What needs to be done: Write out again, unchanged, every line between the one holding "segment --target window" and the one holding "Provide the outline of every instance of the window", inclusive.

Provided information:
|---|

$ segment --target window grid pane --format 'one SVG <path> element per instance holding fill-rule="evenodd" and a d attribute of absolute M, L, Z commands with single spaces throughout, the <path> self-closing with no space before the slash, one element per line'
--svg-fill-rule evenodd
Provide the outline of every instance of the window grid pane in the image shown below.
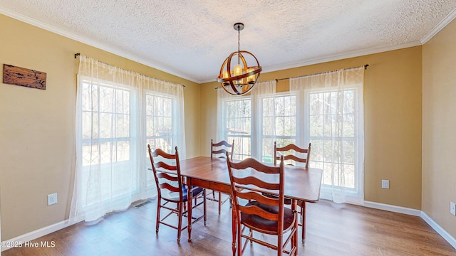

|---|

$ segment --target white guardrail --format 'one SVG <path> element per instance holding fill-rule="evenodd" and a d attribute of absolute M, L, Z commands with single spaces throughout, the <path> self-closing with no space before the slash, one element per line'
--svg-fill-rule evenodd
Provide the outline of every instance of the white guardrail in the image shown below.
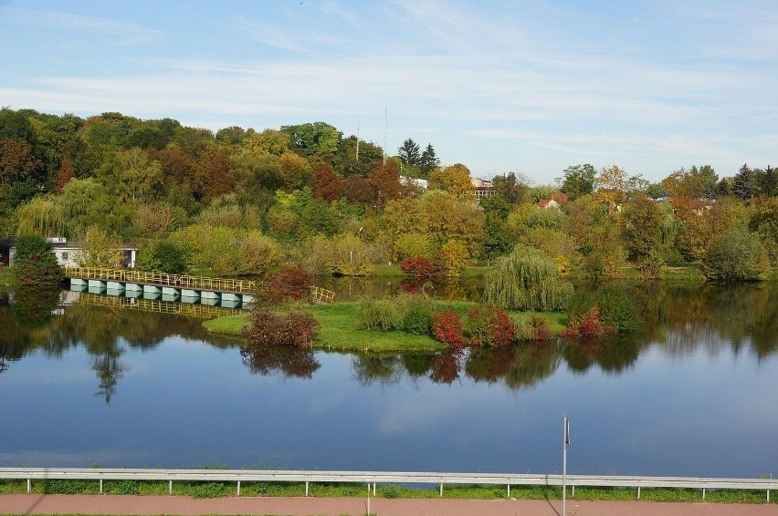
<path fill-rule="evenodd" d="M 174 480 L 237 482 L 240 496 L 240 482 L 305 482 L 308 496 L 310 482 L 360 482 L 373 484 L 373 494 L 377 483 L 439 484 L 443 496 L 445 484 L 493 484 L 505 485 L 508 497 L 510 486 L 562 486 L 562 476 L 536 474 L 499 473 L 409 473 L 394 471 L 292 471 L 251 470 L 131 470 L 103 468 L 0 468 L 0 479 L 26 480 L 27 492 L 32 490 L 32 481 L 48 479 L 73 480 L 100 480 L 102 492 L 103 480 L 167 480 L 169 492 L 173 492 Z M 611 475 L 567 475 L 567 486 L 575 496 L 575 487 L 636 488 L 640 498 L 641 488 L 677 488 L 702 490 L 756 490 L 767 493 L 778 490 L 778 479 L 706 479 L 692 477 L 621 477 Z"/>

|---|

Worked answer:
$ segment --target window grid pane --format 'one SVG <path> element per instance holding fill-rule="evenodd" and a d attribute of absolute M, L, Z commands with single spaces throughout, the <path> self-closing with no space before the slash, one element per line'
--svg-fill-rule evenodd
Provide the outline of every instance of the window grid pane in the image shown below.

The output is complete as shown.